▶ Task instructions: Can you copy the devotional passage below word for word, starting with "Most fiction causes" and going on through "who we are."?

▶ Document passage:
--- begin ---

Most fiction causes us to wonder about the fact beneath the fiction. Samuel Butler spent twenty years in the late 1800s writing The Way of All Flesh laid it on the line clearly, "Every man’s work, whether it be literature or music or pictures or architecture or anything else, is always a portrait of himself, and the more he tries to conceal himself the more clearly will his character appear in spite of him. I may very likely be condemning myself, all the time that I am writing this book, for I know that whether I like it or not I am portraying myself more surely than I am portraying any of the characters whom I set before the reader." It seems to be a safe assumption that most things we say and do reveal something about who we are.
2 Corinthians 5:17
So if anyone is in Christ, there is a new creation:
everything old has passed away;
see, everything has become new!
The danger in assuming fact within fiction comes when we allow our conclusions to limit others so we cannot see change, growth and new beginnings. I remember having a friend tell me that he had never lived with his wife or had sex with her before marriage because he had become a new creation, citing this verse, and it was not him who lived with his wife before he became a Christian. A few expressions came quickly to my mind. Namely, "whatever floats your boat" and "to each his own." If that was important for him, who was I to argue? Where I experienced the power of this verse was when I served on a reserve for 7 years on a small reserve (400 resident members) in Northern British Columbia. Many people had been pigeonholed at a very young age or by an indiscretion in early adulthood and it followed them forever no matter how their life had evolved. Many grasped this verse to cope. Even though others would not acknowledge who they were, they could themselves and they could trust in God's affirmation, on a daily basis. For those of us who have moved around enough, that such lifelong biases do not follow us, it is hard to imagine what a burden such prejudice can be.
Proper 7
June 23, 2024
Question Authority
I had these words on a bumper sticker on the back of my 1977 Dodge Monaco. Border crossing officers consistently found it worthy of comment, and often more than just comment. Timothy Leary, the LSD guru, is associated with this phrase. While others, including Carl Sagan and J.K. Rowling, have used these words, "Think for yourself and question authority" sums up Leary's teaching in a nutshell. He talks about the opportunities that we have in our contemporary culture, rather than a hunter-gatherer society where there are only two ways to think: hunter and gatherer. He questions the value of ancient understandings like "the Lord is our shepherd" saying the modern human is not a sheep but an active sensate, thinking, processing being that is free to make choices. We are not sheep like at all. His thinking extends to questioning the media (and this was before the Internet became what it is) and its influence and control of our thoughts. We have so many authorities that one would think questioning them is a necessity.

--- end ---

▶ Data supplied:
--- begin ---

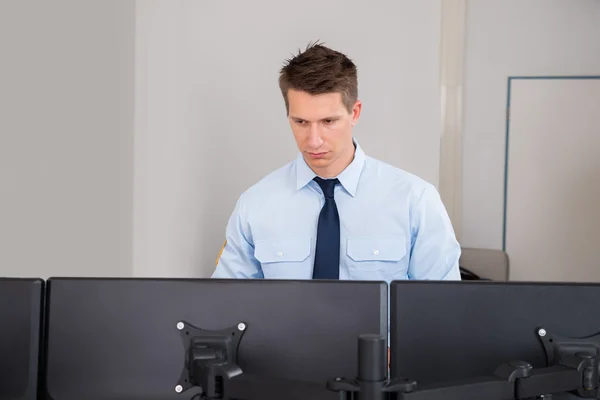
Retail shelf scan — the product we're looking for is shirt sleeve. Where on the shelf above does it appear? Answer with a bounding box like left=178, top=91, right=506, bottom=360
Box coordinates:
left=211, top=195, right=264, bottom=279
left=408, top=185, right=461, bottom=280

--- end ---
--- begin ---

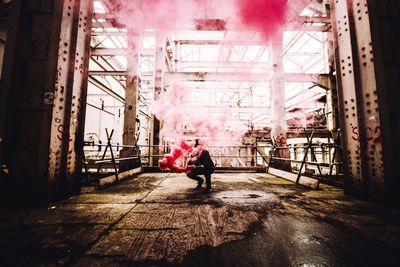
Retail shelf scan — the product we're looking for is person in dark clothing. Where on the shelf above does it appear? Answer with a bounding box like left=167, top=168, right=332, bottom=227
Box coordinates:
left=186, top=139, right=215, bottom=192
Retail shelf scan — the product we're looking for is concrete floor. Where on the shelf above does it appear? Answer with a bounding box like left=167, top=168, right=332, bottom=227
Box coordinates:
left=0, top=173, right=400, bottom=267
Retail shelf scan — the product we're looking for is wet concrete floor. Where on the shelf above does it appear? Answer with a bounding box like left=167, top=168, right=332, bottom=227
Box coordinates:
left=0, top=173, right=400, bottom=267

--- end ---
--- begin ---

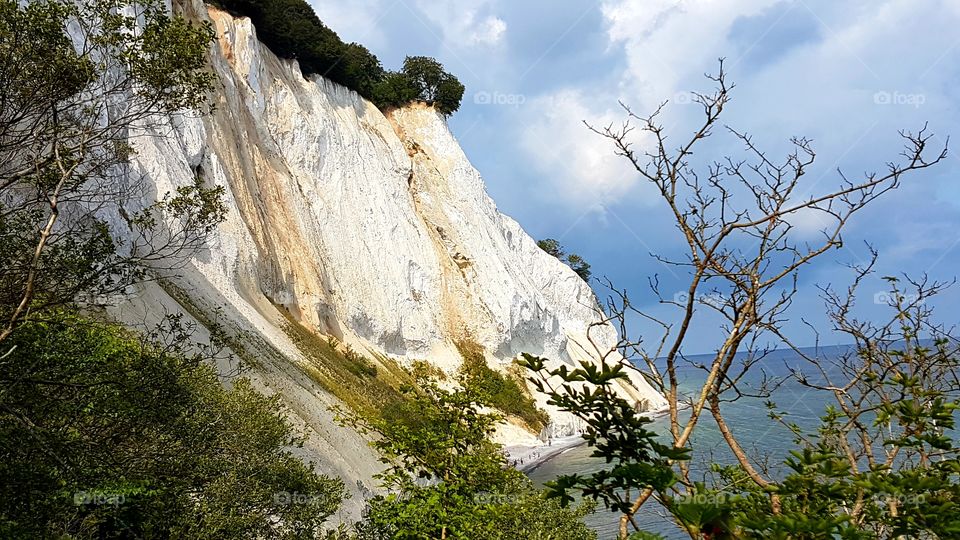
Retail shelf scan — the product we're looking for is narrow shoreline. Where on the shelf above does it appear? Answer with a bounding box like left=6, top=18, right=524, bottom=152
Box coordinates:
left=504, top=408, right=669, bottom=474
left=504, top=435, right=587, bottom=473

--- end ---

▶ Finished answer:
Most fiction causes us to wonder about the fact beneath the fiction. Samuel Butler spent twenty years in the late 1800s writing The Way of All Flesh laid it on the line clearly, "Every man’s work, whether it be literature or music or pictures or architecture or anything else, is always a portrait of himself, and the more he tries to conceal himself the more clearly will his character appear in spite of him. I may very likely be condemning myself, all the time that I am writing this book, for I know that whether I like it or not I am portraying myself more surely than I am portraying any of the characters whom I set before the reader." It seems to be a safe assumption that most things we say and do reveal something about who we are.